§ **PROBLEM DETAILS**: Return each line of the listing that has the word "blue" in it.
- - -
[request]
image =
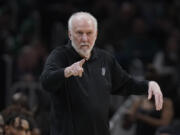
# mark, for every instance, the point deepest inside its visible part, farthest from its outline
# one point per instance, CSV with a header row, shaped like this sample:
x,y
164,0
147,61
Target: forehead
x,y
82,23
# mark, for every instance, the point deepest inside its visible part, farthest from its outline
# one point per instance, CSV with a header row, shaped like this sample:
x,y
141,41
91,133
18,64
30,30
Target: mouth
x,y
85,46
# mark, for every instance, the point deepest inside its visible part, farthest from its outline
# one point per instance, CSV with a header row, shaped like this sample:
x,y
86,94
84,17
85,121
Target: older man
x,y
81,78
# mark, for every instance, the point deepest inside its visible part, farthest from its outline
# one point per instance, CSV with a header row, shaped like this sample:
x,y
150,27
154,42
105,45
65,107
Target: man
x,y
81,78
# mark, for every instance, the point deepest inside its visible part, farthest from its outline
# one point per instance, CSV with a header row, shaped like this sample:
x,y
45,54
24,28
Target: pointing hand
x,y
75,69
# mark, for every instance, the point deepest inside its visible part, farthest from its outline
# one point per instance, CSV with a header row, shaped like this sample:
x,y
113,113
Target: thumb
x,y
82,62
149,94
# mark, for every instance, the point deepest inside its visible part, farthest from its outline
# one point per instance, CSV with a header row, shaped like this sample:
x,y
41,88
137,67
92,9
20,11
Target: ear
x,y
70,35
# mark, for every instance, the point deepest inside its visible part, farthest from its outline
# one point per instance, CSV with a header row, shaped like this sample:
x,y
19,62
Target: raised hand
x,y
155,90
75,69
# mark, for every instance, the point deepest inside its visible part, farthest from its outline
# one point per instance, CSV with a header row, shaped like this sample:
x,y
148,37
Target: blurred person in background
x,y
146,117
80,80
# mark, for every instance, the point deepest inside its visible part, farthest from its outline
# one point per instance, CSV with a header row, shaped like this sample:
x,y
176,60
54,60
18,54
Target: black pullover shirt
x,y
80,105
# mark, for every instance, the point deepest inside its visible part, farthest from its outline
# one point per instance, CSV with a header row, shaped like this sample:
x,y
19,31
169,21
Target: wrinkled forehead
x,y
82,21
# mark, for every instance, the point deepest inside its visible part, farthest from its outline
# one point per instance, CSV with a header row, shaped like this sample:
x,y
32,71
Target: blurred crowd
x,y
144,36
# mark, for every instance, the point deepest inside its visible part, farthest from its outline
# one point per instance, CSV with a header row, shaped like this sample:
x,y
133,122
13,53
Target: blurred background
x,y
144,36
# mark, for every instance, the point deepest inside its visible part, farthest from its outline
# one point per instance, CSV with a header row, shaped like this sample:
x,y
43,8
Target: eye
x,y
79,33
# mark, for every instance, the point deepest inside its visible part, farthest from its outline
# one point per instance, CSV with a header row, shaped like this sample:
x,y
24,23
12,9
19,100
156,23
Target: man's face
x,y
83,35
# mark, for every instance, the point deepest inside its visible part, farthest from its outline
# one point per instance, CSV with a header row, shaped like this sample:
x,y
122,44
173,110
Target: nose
x,y
84,37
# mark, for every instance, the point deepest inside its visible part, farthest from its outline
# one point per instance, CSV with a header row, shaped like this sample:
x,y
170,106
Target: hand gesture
x,y
75,69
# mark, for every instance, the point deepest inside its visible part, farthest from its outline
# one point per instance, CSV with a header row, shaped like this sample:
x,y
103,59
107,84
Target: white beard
x,y
83,52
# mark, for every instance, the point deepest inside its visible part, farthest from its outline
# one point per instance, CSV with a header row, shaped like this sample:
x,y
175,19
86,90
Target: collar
x,y
76,56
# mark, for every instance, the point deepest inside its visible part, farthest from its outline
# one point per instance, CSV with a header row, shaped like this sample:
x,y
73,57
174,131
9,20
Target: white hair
x,y
81,14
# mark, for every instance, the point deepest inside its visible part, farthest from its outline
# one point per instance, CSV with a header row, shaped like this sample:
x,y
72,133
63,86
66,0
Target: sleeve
x,y
125,84
52,77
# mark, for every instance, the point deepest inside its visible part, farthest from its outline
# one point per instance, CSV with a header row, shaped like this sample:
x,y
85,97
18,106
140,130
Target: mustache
x,y
84,44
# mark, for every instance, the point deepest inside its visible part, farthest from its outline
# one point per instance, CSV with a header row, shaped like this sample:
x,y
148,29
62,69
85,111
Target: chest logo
x,y
103,71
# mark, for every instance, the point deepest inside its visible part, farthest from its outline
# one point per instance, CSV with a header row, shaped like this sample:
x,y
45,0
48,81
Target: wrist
x,y
67,72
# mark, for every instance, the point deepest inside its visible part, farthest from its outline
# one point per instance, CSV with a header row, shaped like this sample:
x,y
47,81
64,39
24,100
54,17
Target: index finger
x,y
82,62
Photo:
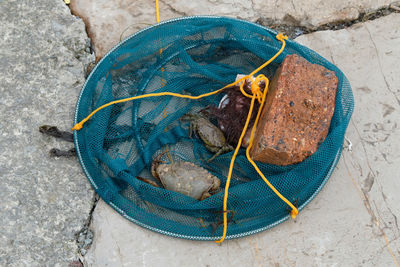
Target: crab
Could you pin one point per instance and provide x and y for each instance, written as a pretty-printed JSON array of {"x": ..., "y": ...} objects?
[
  {"x": 213, "y": 138},
  {"x": 185, "y": 177}
]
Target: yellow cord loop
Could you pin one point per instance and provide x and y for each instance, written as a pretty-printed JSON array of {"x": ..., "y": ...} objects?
[{"x": 256, "y": 94}]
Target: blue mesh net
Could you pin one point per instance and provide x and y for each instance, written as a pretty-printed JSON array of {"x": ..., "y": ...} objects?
[{"x": 192, "y": 55}]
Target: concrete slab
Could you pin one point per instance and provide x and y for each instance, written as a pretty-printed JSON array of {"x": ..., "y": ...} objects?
[
  {"x": 352, "y": 222},
  {"x": 44, "y": 201},
  {"x": 110, "y": 20}
]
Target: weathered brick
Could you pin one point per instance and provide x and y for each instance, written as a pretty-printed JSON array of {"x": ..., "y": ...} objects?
[{"x": 297, "y": 114}]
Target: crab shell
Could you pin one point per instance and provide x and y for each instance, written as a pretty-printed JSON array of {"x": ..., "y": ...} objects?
[{"x": 186, "y": 178}]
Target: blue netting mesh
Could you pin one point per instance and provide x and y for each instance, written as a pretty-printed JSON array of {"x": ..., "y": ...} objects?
[{"x": 199, "y": 54}]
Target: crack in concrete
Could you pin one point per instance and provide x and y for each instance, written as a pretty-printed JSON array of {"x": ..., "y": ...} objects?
[
  {"x": 294, "y": 28},
  {"x": 84, "y": 237},
  {"x": 380, "y": 66},
  {"x": 181, "y": 13}
]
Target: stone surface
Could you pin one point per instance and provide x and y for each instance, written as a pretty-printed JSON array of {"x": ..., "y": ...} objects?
[
  {"x": 352, "y": 221},
  {"x": 297, "y": 113},
  {"x": 109, "y": 21},
  {"x": 44, "y": 201}
]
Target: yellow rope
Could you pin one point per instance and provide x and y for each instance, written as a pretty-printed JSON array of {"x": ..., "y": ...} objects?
[{"x": 256, "y": 94}]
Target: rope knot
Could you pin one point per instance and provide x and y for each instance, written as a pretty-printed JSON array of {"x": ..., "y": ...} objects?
[{"x": 255, "y": 86}]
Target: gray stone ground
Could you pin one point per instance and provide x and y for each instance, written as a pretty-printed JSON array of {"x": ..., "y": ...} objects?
[{"x": 45, "y": 202}]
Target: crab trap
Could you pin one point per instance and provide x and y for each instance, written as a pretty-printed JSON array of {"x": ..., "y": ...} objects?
[{"x": 121, "y": 146}]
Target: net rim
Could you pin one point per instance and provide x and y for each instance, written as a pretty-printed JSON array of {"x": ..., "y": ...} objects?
[{"x": 121, "y": 212}]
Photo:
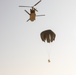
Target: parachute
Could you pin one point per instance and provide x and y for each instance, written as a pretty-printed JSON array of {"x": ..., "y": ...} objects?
[{"x": 48, "y": 35}]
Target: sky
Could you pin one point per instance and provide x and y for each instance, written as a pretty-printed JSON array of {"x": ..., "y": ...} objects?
[{"x": 22, "y": 52}]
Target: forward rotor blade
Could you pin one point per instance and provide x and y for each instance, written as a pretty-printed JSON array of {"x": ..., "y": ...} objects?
[
  {"x": 27, "y": 20},
  {"x": 25, "y": 6},
  {"x": 40, "y": 15},
  {"x": 37, "y": 3},
  {"x": 27, "y": 12}
]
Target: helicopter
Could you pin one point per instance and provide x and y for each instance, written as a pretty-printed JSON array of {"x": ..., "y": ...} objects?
[{"x": 32, "y": 13}]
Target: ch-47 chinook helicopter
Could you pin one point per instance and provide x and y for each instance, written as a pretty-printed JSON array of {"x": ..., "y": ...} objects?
[{"x": 32, "y": 13}]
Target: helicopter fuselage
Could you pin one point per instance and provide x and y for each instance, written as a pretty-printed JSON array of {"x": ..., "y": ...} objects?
[{"x": 32, "y": 15}]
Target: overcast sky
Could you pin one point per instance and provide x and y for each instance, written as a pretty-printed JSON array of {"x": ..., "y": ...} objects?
[{"x": 22, "y": 52}]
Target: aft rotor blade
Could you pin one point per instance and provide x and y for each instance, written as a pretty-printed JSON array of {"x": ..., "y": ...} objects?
[
  {"x": 25, "y": 6},
  {"x": 40, "y": 15},
  {"x": 37, "y": 3}
]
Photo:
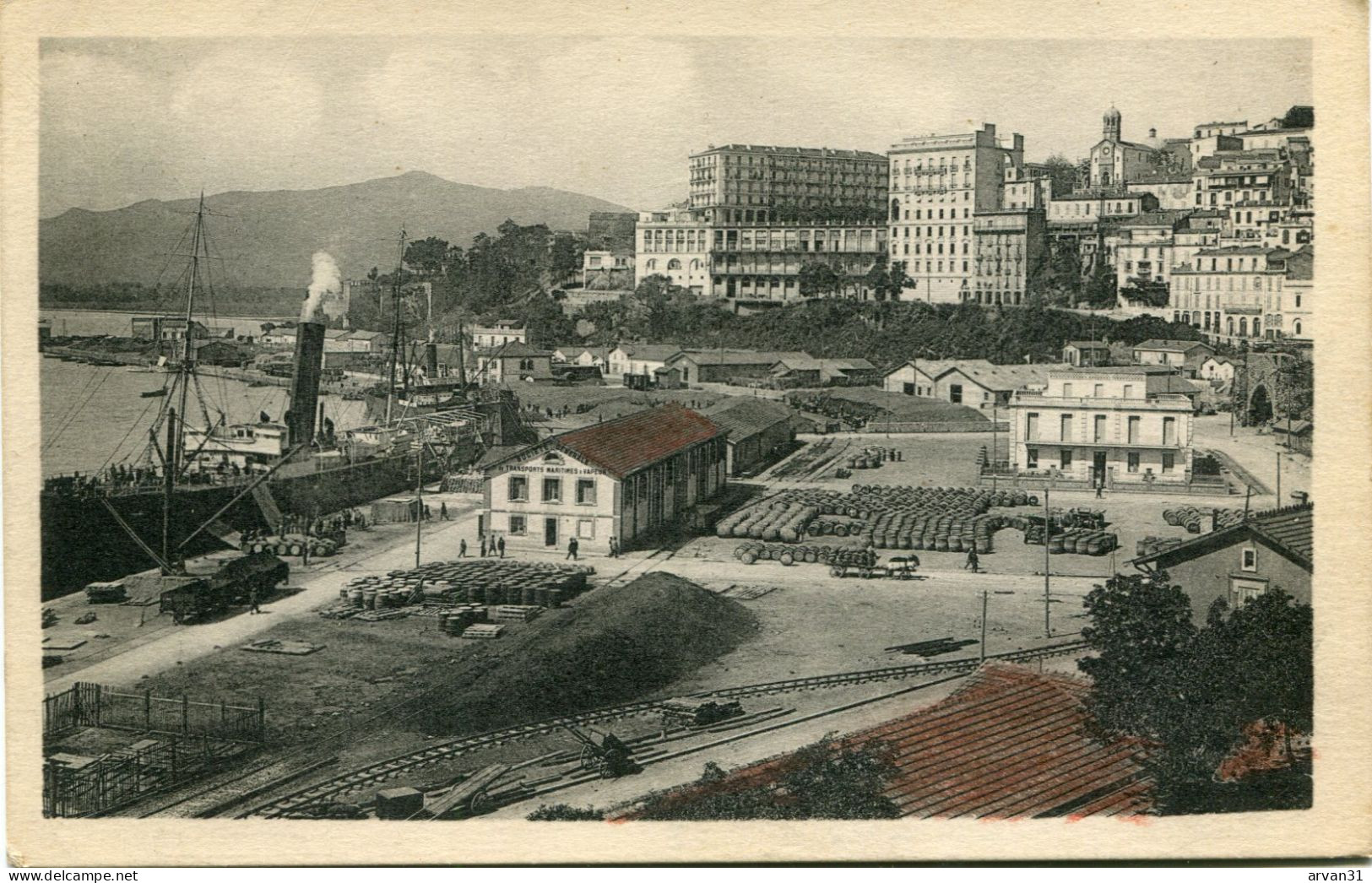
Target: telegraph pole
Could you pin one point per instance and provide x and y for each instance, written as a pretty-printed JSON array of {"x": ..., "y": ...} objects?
[
  {"x": 984, "y": 598},
  {"x": 1047, "y": 529},
  {"x": 419, "y": 496}
]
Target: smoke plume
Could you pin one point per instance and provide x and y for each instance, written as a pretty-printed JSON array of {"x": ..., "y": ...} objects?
[{"x": 325, "y": 281}]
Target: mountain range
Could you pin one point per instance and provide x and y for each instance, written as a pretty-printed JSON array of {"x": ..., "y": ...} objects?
[{"x": 267, "y": 239}]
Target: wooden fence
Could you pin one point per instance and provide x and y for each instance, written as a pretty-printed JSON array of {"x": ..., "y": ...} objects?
[
  {"x": 95, "y": 705},
  {"x": 880, "y": 426},
  {"x": 76, "y": 788}
]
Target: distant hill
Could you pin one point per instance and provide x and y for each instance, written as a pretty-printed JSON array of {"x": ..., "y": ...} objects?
[{"x": 267, "y": 239}]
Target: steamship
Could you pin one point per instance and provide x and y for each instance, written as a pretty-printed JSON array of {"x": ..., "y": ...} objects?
[{"x": 203, "y": 485}]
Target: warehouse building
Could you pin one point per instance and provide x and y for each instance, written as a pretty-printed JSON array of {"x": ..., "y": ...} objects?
[
  {"x": 757, "y": 430},
  {"x": 623, "y": 478}
]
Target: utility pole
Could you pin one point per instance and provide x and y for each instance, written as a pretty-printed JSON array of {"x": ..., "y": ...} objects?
[
  {"x": 419, "y": 496},
  {"x": 984, "y": 598},
  {"x": 1047, "y": 529}
]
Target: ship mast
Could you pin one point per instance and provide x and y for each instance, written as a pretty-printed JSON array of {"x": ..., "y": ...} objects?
[
  {"x": 395, "y": 327},
  {"x": 176, "y": 425}
]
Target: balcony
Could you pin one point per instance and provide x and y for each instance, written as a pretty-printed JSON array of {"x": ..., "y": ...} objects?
[{"x": 1161, "y": 402}]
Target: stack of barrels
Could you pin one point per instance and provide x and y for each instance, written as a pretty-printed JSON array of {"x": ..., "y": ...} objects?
[
  {"x": 936, "y": 518},
  {"x": 474, "y": 582},
  {"x": 752, "y": 553},
  {"x": 1150, "y": 544},
  {"x": 1082, "y": 542},
  {"x": 1190, "y": 517}
]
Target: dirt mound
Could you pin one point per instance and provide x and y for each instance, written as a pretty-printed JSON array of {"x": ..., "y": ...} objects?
[{"x": 619, "y": 643}]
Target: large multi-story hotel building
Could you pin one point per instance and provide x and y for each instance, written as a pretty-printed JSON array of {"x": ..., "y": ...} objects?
[
  {"x": 759, "y": 266},
  {"x": 937, "y": 184},
  {"x": 761, "y": 184},
  {"x": 675, "y": 244}
]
- - -
§ **OUTPUT**:
Target: blue mesh net
Target: blue netting mesh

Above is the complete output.